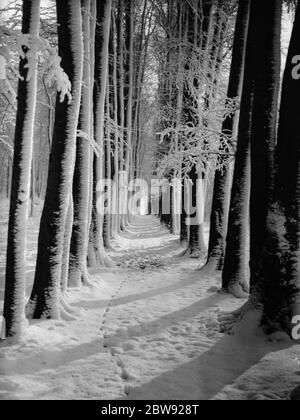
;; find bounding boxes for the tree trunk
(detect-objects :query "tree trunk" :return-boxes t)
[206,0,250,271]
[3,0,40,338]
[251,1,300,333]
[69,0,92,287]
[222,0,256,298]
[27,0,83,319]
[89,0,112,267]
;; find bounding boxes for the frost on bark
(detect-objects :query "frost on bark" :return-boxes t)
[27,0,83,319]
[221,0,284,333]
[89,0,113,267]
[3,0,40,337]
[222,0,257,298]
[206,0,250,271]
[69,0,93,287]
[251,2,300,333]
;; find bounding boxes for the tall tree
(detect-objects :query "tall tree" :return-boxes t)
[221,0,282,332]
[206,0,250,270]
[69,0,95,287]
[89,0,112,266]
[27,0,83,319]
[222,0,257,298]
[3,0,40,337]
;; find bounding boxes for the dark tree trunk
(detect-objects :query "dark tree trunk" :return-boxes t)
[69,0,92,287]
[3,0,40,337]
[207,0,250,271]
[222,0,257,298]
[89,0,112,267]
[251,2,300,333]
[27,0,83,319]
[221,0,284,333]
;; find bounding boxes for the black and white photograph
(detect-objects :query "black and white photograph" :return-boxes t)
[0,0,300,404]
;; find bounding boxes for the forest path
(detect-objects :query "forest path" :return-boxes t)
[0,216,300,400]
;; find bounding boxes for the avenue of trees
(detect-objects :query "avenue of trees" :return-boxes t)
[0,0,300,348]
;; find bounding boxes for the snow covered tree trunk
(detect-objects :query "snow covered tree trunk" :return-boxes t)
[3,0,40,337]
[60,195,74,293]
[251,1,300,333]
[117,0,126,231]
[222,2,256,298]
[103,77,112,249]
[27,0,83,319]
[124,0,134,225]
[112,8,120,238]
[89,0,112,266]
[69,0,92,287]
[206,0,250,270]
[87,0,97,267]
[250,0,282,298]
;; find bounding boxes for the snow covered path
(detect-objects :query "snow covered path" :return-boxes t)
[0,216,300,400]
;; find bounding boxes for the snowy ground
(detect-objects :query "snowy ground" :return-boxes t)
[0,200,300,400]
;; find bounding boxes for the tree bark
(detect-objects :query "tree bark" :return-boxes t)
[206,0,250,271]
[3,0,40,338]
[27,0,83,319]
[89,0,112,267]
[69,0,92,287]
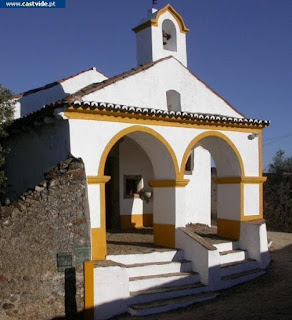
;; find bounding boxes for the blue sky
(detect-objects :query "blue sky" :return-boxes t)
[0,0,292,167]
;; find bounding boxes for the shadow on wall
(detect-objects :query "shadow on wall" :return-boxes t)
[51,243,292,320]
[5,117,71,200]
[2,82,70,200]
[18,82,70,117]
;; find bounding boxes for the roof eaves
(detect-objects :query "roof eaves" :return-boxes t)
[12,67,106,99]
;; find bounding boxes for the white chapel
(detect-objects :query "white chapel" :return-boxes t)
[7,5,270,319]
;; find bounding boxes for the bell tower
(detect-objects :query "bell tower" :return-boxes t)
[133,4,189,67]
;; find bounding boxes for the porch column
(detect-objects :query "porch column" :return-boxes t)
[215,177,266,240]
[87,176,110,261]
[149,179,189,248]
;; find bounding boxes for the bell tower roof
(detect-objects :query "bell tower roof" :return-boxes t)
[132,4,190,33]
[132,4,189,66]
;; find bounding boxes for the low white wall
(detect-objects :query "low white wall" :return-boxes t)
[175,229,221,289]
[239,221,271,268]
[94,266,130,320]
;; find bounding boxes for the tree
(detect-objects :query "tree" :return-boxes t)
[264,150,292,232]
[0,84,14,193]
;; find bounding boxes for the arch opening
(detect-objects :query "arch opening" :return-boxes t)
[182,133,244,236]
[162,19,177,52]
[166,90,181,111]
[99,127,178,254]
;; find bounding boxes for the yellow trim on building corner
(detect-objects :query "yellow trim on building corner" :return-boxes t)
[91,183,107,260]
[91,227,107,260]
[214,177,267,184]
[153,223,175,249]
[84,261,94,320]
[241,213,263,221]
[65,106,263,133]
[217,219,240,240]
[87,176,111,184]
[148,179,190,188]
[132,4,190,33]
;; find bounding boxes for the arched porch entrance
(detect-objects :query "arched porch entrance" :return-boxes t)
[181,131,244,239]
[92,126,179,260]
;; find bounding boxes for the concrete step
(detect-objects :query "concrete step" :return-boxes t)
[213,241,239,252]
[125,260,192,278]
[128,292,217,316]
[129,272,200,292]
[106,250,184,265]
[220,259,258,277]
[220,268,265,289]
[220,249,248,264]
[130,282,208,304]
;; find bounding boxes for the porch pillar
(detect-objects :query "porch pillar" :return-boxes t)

---

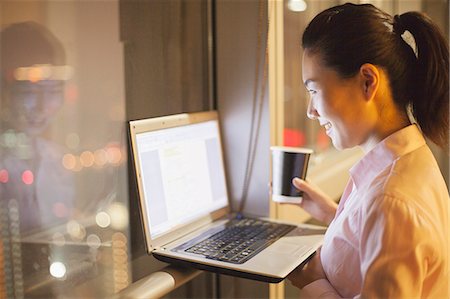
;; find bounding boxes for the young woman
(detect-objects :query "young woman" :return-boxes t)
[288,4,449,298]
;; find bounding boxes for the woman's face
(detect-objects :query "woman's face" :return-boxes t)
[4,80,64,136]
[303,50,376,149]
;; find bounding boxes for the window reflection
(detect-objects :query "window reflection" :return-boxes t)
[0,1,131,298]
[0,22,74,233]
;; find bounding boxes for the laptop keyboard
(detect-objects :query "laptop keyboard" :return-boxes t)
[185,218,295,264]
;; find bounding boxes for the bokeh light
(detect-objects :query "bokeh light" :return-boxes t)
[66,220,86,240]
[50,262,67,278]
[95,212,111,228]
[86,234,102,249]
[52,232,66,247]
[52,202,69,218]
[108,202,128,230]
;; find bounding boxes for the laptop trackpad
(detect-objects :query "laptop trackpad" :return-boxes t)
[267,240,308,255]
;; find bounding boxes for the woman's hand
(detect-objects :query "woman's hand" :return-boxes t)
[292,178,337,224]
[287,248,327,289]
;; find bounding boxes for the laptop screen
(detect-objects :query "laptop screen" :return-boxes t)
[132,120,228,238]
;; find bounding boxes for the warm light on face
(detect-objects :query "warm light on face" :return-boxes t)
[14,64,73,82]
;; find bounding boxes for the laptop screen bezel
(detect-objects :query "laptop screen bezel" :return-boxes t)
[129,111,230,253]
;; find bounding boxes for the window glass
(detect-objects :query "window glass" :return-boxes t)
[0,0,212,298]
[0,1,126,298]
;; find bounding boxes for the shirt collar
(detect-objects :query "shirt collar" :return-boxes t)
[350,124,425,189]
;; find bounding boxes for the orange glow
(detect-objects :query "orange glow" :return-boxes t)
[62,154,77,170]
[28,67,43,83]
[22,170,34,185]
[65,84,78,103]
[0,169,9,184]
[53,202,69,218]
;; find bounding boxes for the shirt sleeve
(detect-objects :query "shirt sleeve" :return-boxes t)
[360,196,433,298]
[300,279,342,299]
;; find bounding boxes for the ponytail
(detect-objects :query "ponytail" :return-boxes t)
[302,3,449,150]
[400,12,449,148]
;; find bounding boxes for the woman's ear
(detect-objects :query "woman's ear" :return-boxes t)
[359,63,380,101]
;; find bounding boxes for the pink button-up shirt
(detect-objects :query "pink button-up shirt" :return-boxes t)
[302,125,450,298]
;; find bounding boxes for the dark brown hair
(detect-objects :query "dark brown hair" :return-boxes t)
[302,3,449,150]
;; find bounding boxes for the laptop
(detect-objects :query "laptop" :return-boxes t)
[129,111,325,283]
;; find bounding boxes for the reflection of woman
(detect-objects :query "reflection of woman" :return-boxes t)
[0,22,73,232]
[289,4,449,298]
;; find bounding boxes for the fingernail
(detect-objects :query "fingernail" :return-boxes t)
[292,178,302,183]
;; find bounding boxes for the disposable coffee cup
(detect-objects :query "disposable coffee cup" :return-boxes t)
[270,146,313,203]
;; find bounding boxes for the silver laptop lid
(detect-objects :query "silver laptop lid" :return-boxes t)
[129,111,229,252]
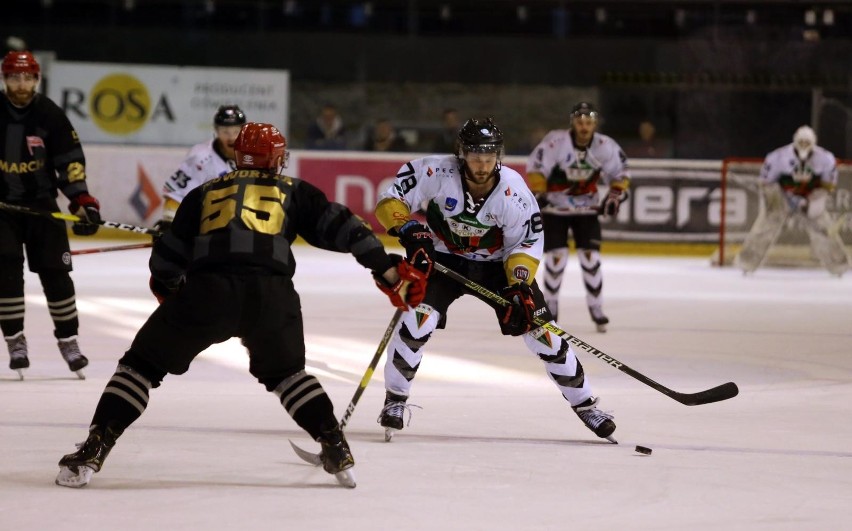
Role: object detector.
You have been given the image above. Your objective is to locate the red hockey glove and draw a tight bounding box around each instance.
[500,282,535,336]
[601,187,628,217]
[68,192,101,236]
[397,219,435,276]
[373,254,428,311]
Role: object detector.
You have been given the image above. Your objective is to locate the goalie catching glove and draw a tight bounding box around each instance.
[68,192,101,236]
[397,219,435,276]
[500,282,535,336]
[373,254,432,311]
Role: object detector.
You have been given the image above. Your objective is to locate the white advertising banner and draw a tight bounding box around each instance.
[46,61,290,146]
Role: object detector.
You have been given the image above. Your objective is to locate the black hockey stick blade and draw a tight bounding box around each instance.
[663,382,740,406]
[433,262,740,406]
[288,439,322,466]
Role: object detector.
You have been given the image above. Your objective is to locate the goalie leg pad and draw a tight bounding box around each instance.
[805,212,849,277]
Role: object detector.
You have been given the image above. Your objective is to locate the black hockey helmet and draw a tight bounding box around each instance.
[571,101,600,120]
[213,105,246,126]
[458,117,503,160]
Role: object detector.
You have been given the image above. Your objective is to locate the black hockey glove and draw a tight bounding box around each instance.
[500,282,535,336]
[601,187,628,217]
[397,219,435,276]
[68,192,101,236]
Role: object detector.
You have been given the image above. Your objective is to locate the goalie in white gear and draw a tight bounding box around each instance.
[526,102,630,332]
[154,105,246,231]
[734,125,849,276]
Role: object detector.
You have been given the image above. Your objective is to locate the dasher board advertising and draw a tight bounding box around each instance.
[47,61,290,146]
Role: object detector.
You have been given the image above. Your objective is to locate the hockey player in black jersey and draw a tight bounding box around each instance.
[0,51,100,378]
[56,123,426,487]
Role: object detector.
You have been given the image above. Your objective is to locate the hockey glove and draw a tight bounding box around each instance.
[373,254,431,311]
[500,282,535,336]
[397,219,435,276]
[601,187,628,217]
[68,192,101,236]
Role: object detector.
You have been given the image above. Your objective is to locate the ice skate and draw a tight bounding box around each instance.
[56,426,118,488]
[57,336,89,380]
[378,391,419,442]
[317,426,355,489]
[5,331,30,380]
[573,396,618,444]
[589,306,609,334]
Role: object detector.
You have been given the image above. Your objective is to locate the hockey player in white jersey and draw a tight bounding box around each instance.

**Objective**
Repeat, word for word, everything in the entries above from the line containing "the shadow on wall" down to the line containing "[133,4,189,67]", including both of those lines.

**Result**
;; find bounding boxes for the shadow on wall
(detect-objects :query "shadow on wall" :return-boxes t)
[51,243,292,320]
[5,117,71,200]
[2,82,70,200]
[18,82,70,117]
;; find bounding boxes for the roof eaves
(detect-objects :query "roof eaves" :return-boxes t)
[12,67,106,99]
;; find bounding boxes for the white chapel
(detect-objects :query "white chapel" :return-boxes t)
[7,5,270,319]
;; find bounding boxes for the bell tower
(detect-objects :query "bell tower" :return-boxes t)
[133,4,189,67]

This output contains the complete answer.